- _TEXT PROVIDED_
• • • • • • •

Here we can deal only with the on-the-record money. Dark money by definition stays dark unless some Congressional committee demands disclosure of how many of its own members and their colleagues really supped at the trough or prosecutors find the records.
But in the case of SBF and his colleagues, the public totals are quite something, even by the standards of American political finance.
Money in politics today is a Category 5 hurricane. Just when you think you have finally absorbed the worst punch the storm has to offer, some other eddy comes blasting down. We have tried to pull together the many streams of political money from SBF, his senior associates, and all other employees of FTX, together with the executives of Alameda Research, the crypto hedge fund that SBF had co-founded and remained involved with. We include individual donations and PAC contributions, but also the often gigantic 527 transfers reported to the IRS. We counted his brother, but not his parents. We have not looked at law firms that represented SBF or the firms or other possible sources of more money. And we warn readers that the group donated lavishly to think tanks, including the Center for American Progress. It also nourished a stable of former regulators, especially from its preferred regulatory venue, the Commodity Futures Trading Commission, and – secretly – at least one media outlet.

• • • • • • •

- _STORED DATA_
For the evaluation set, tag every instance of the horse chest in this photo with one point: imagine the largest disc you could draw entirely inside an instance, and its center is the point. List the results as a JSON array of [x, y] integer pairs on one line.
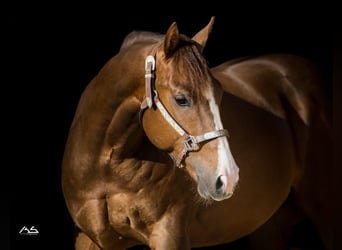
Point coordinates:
[[134, 210]]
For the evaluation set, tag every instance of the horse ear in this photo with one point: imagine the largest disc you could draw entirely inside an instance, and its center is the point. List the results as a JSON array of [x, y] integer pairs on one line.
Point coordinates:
[[171, 39], [202, 36]]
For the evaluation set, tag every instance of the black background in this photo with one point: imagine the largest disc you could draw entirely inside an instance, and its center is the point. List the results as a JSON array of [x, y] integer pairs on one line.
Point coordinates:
[[53, 51]]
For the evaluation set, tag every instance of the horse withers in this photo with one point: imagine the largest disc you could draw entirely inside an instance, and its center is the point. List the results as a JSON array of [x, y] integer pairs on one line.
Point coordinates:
[[149, 159]]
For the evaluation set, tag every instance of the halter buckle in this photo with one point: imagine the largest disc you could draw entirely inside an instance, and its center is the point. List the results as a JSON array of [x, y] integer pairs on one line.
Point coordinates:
[[191, 143]]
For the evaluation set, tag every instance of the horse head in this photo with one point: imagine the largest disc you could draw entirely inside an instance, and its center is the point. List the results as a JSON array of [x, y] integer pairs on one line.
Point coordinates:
[[182, 116]]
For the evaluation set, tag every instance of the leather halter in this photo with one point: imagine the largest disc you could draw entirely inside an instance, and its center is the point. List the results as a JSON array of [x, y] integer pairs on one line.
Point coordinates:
[[191, 142]]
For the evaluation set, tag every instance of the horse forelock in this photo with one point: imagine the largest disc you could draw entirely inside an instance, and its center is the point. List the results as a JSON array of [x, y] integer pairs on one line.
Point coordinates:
[[190, 67]]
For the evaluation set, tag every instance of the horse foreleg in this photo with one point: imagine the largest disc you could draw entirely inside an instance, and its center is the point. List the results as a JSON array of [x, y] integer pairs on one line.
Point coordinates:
[[92, 219], [169, 233]]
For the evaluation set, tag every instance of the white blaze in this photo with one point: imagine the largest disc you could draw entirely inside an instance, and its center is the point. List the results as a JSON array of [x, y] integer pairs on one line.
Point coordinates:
[[225, 161]]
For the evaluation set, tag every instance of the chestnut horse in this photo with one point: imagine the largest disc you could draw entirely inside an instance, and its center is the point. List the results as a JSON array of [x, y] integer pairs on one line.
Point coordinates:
[[149, 160]]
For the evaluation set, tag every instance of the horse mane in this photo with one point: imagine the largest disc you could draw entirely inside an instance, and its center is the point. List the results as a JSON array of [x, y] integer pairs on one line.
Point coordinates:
[[139, 36], [194, 62]]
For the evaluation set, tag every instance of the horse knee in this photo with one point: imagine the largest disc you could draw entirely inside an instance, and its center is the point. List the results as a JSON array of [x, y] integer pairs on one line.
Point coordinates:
[[83, 242]]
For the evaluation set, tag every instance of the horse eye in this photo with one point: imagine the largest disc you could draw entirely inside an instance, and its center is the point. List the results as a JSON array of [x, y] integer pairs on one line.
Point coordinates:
[[181, 100]]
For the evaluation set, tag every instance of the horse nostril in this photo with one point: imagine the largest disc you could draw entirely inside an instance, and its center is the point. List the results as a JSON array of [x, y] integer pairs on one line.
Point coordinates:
[[220, 182]]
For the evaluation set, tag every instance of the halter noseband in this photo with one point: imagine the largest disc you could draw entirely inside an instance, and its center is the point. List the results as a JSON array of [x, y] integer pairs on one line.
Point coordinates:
[[191, 143]]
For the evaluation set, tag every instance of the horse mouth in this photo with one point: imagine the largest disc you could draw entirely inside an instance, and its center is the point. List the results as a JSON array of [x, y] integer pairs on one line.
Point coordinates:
[[218, 195]]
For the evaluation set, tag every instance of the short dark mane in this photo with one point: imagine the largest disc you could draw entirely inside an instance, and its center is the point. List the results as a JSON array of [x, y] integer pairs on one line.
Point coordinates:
[[135, 36]]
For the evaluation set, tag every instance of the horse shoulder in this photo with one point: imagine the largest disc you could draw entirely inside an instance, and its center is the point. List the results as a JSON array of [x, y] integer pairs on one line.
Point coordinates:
[[274, 82]]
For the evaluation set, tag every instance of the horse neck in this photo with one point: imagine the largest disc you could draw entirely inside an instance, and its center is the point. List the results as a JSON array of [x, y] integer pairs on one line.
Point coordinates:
[[121, 86]]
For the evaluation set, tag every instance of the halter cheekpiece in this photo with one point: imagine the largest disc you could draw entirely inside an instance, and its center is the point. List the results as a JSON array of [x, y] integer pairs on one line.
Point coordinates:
[[191, 143]]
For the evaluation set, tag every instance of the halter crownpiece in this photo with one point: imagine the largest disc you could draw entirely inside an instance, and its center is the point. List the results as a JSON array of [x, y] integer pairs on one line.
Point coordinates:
[[191, 143]]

• • • • • • •

- _GOALS_
#1 Return, word for word, the stretch of the passage on FTX political donations from "Here we can" through "find the records.".
#2 According to the passage on FTX political donations, which of SBF's relatives were counted in the totals, and which were left out?
The records have no connection to the passage on FTX political donations.

- _TASK RESPONSES_
#1
Here we can deal only with the on-the-record money. Dark money by definition stays dark unless some Congressional committee demands disclosure of how many of its own members and their colleagues really supped at the trough or prosecutors find the records.

#2 His brother was counted, but his parents were not.